** Start Data section **

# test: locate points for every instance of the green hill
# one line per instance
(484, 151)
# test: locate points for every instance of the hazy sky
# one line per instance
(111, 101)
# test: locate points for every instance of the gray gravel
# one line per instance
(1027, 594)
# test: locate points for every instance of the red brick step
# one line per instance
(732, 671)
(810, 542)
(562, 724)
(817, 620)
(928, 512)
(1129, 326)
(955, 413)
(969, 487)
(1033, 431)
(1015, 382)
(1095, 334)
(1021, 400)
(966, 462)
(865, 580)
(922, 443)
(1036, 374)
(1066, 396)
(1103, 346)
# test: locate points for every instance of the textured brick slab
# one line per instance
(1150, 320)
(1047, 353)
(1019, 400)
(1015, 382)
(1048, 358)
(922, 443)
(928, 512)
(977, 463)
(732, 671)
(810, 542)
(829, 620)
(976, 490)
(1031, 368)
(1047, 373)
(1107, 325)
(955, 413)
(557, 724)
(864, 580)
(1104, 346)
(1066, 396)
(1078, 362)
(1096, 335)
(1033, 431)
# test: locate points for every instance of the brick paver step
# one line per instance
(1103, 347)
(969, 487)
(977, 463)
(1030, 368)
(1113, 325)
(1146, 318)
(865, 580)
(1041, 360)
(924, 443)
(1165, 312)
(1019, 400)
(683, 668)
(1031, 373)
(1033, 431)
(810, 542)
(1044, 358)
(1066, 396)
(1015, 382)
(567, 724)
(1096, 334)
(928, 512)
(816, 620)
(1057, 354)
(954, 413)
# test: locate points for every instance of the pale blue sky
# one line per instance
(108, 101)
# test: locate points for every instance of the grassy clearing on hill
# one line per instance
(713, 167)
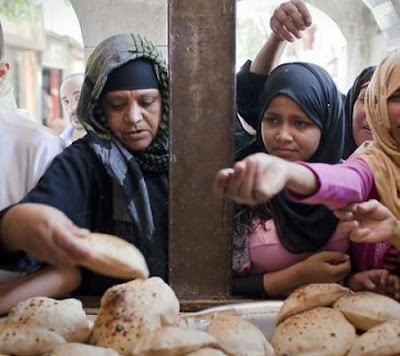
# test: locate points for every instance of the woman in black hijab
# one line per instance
(302, 120)
(356, 126)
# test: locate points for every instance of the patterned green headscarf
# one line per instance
(125, 166)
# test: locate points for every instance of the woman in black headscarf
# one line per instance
(283, 244)
(114, 180)
(356, 127)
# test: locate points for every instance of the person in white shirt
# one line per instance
(70, 90)
(26, 148)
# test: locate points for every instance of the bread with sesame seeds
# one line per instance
(172, 340)
(80, 349)
(320, 331)
(238, 337)
(24, 339)
(115, 257)
(65, 317)
(310, 296)
(366, 309)
(382, 340)
(131, 310)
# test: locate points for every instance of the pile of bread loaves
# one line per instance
(328, 319)
(140, 317)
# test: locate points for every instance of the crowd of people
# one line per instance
(314, 184)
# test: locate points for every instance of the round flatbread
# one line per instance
(310, 296)
(23, 339)
(172, 340)
(80, 349)
(65, 317)
(382, 340)
(131, 310)
(238, 337)
(320, 331)
(366, 310)
(207, 352)
(114, 257)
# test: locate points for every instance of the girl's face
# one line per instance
(288, 132)
(361, 130)
(394, 115)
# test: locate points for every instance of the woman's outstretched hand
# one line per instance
(290, 19)
(259, 177)
(45, 233)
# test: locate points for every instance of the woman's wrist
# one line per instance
(395, 238)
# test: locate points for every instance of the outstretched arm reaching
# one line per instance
(287, 23)
(261, 176)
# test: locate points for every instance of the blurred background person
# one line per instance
(70, 91)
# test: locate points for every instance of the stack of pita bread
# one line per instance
(139, 317)
(324, 319)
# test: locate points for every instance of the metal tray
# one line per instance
(261, 314)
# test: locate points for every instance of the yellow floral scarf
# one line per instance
(383, 154)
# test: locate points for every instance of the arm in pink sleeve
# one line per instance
(339, 184)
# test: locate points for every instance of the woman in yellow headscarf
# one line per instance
(372, 173)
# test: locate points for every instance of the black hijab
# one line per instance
(302, 227)
(349, 144)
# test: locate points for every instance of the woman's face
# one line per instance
(361, 130)
(288, 132)
(394, 115)
(133, 116)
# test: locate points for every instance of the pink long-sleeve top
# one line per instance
(339, 185)
(269, 255)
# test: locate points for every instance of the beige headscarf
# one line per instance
(383, 155)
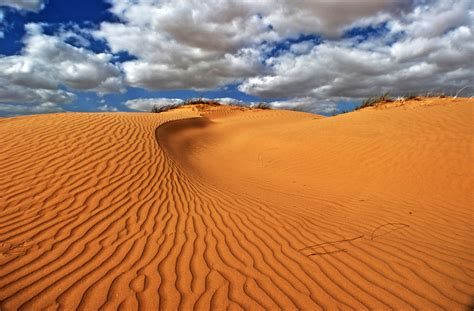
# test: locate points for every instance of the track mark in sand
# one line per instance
(11, 249)
(331, 244)
(333, 247)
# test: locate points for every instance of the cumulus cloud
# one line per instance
(108, 108)
(29, 5)
(404, 46)
(47, 64)
(420, 58)
(214, 46)
(221, 41)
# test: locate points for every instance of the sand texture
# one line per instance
(239, 209)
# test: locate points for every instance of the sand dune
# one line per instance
(240, 209)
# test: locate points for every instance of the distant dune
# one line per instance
(247, 209)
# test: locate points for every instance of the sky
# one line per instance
(317, 56)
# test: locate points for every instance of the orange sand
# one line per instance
(243, 209)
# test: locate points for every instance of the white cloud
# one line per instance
(29, 5)
(47, 63)
(423, 45)
(106, 107)
(418, 61)
(183, 44)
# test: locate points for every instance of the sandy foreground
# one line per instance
(254, 209)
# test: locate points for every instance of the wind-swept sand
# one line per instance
(244, 209)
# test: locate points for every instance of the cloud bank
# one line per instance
(307, 54)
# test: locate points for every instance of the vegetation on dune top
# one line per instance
(201, 103)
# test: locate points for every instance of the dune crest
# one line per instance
(246, 209)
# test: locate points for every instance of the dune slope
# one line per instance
(238, 209)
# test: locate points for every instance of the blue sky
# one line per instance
(316, 56)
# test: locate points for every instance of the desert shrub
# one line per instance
(158, 109)
(373, 101)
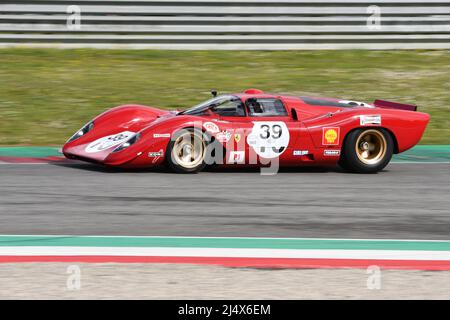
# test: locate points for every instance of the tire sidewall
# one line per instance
(174, 166)
(350, 160)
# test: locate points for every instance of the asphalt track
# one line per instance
(405, 201)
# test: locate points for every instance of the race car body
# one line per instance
(251, 128)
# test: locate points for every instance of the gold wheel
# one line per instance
(189, 150)
(371, 147)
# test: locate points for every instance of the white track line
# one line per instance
(227, 252)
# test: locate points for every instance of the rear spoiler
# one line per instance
(394, 105)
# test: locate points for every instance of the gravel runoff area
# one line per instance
(168, 281)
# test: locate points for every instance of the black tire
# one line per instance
(175, 162)
(356, 153)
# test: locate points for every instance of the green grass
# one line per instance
(47, 94)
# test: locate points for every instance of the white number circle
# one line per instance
(269, 139)
(109, 142)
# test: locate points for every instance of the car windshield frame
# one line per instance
(211, 103)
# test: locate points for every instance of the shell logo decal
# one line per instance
(330, 136)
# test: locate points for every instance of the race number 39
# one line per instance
(269, 139)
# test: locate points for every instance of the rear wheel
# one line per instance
(186, 151)
(367, 150)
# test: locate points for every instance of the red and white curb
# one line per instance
(231, 252)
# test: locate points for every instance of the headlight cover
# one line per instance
(88, 127)
(128, 143)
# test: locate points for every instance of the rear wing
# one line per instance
(394, 105)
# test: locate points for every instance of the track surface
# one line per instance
(406, 201)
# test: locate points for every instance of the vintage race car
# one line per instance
(251, 129)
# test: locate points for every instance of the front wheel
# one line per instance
(186, 151)
(367, 150)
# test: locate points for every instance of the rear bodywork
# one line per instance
(316, 130)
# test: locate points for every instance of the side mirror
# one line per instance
(294, 114)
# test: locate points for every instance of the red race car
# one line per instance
(254, 129)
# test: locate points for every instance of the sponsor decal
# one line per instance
(109, 141)
(155, 154)
(161, 135)
(300, 152)
(332, 153)
(330, 136)
(236, 157)
(370, 119)
(269, 139)
(356, 103)
(211, 127)
(223, 136)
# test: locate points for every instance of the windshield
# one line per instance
(215, 104)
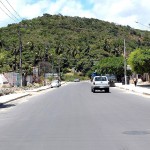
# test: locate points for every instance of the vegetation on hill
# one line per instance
(65, 42)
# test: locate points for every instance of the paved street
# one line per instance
(73, 118)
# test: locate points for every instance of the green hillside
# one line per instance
(68, 42)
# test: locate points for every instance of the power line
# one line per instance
(9, 10)
(14, 9)
(7, 14)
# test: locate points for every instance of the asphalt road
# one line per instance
(73, 118)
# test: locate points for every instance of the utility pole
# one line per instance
(125, 63)
(20, 56)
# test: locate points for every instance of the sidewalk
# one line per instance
(8, 98)
(142, 88)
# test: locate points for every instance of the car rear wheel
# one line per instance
(107, 90)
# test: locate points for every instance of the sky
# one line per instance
(134, 13)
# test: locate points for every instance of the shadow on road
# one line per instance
(6, 105)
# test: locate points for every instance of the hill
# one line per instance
(65, 42)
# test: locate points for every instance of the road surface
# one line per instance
(73, 118)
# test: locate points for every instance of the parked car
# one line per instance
(100, 83)
(77, 80)
(55, 83)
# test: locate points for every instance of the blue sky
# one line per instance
(123, 12)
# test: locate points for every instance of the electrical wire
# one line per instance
(14, 10)
(8, 15)
(9, 10)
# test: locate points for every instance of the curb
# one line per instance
(133, 90)
(15, 98)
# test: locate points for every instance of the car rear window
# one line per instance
(100, 79)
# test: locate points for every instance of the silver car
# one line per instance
(55, 83)
(100, 83)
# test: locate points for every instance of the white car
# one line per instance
(100, 83)
(55, 83)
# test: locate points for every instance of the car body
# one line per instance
(55, 83)
(100, 83)
(77, 80)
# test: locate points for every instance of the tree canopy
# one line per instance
(68, 42)
(139, 60)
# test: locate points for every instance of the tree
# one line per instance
(139, 60)
(110, 65)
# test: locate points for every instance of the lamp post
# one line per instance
(20, 56)
(125, 63)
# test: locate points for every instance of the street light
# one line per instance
(125, 63)
(20, 59)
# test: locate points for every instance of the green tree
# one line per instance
(139, 60)
(111, 65)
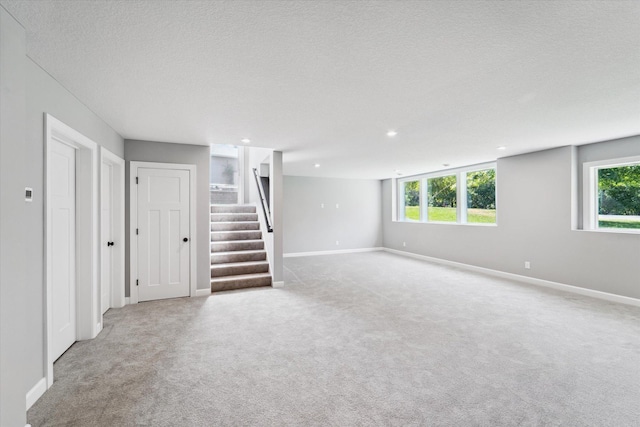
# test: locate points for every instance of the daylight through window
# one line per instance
(463, 196)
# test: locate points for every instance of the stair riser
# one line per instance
(236, 246)
(233, 217)
(230, 285)
(240, 257)
(236, 235)
(233, 209)
(236, 270)
(233, 226)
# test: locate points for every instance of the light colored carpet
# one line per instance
(357, 340)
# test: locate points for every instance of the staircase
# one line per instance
(238, 257)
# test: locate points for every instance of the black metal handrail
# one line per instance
(263, 202)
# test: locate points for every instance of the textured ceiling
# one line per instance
(323, 81)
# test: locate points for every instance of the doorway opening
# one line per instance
(225, 175)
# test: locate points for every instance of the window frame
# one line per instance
(590, 206)
(461, 194)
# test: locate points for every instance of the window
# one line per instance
(481, 196)
(463, 196)
(612, 194)
(412, 200)
(442, 199)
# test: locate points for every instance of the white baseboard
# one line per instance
(530, 280)
(203, 292)
(36, 392)
(342, 251)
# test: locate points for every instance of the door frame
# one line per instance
(133, 223)
(118, 227)
(88, 315)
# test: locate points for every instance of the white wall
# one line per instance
(15, 224)
(356, 223)
(147, 151)
(28, 92)
(255, 157)
(536, 210)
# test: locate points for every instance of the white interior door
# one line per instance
(63, 246)
(163, 233)
(107, 240)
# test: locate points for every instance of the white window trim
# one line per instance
(589, 187)
(461, 194)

** End Data section **

§ **Given request**
Rewrite the stretch from the line containing "# test: locate points for every instance of the gray" through the line containing "(1027, 594)", changing "gray gravel" to "gray pebbles" and leaving everything else as it is.

§ **Completed task**
# test: locate points for every instance of the gray pebbles
# one line per instance
(1027, 594)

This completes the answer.